• OBJECTIVE
Copy the records below, swapping each "with a pin" for "with a marker" and leaving everything else unchanged.

◇ ◇ ◇ ◇ ◇ ◇ ◇

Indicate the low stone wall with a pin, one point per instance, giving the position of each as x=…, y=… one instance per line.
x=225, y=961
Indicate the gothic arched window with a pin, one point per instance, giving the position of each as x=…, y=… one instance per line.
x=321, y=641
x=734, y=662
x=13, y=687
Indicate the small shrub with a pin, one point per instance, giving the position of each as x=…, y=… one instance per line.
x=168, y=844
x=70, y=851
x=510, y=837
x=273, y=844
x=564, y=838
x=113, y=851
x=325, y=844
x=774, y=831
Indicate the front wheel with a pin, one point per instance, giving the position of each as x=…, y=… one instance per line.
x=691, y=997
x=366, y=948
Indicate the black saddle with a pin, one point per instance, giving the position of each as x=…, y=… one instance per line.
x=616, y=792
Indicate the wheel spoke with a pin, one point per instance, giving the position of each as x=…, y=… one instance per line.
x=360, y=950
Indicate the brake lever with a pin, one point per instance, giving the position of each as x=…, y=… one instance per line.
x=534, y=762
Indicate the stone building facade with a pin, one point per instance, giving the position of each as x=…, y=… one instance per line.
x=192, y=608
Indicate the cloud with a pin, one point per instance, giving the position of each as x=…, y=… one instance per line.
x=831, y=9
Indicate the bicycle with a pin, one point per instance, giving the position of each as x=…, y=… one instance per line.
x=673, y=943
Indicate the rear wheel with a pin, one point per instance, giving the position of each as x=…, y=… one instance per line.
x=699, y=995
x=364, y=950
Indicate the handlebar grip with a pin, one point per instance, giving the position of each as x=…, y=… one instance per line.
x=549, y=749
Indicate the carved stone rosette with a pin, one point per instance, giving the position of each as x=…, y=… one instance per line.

◇ ◇ ◇ ◇ ◇ ◇ ◇

• COMPLETED TASK
Indicate the low stone wall with a marker, one point per instance, giving the position of each as x=…, y=… one instance per line.
x=225, y=961
Indicate the gothic arched window with a marker, one point per instance, giving the position of each as x=…, y=… one instance per line.
x=321, y=641
x=734, y=662
x=13, y=687
Indicate the small shrub with a marker, one point per instance, giving the position of each as x=…, y=… one instance per line.
x=168, y=844
x=70, y=851
x=510, y=837
x=273, y=844
x=564, y=838
x=113, y=851
x=325, y=844
x=774, y=831
Indicate the front wheel with a marker, one point per instance, giving the position of each as x=…, y=… one instance per line.
x=691, y=997
x=366, y=948
Indicate the black saddle with a marker, one point per instance, giving the position of each as x=…, y=… one instance per line.
x=616, y=792
Indicate the wheel spoke with a marker, one point per instance, giving the position of each as x=…, y=… one instance per line.
x=360, y=950
Indicate the brake lever with a marker, one point per instance, giving the position of each as x=…, y=… one instance per line.
x=534, y=762
Indicate the stone building facade with a marker, one point per instance, giving the position of each as x=…, y=… one instance per line.
x=192, y=608
Indicate the cloud with a marker, one point per instance, giving the position of each as x=…, y=… one instance per line.
x=831, y=9
Indicate the bicycle with a marker, one point per instance, giving the position of each as x=…, y=… one instance per line.
x=673, y=943
Indicate the rear wheel with a marker, one point per instance, giving the position of each as x=…, y=… one instance per line.
x=699, y=995
x=364, y=950
Indicate the handlebar grip with a marker, one point per instance, giving the position of each as x=…, y=… one instance per line.
x=549, y=749
Indicate the carved stone rosette with a marker, one point per instance, giving the position of each as x=…, y=… one instance per line.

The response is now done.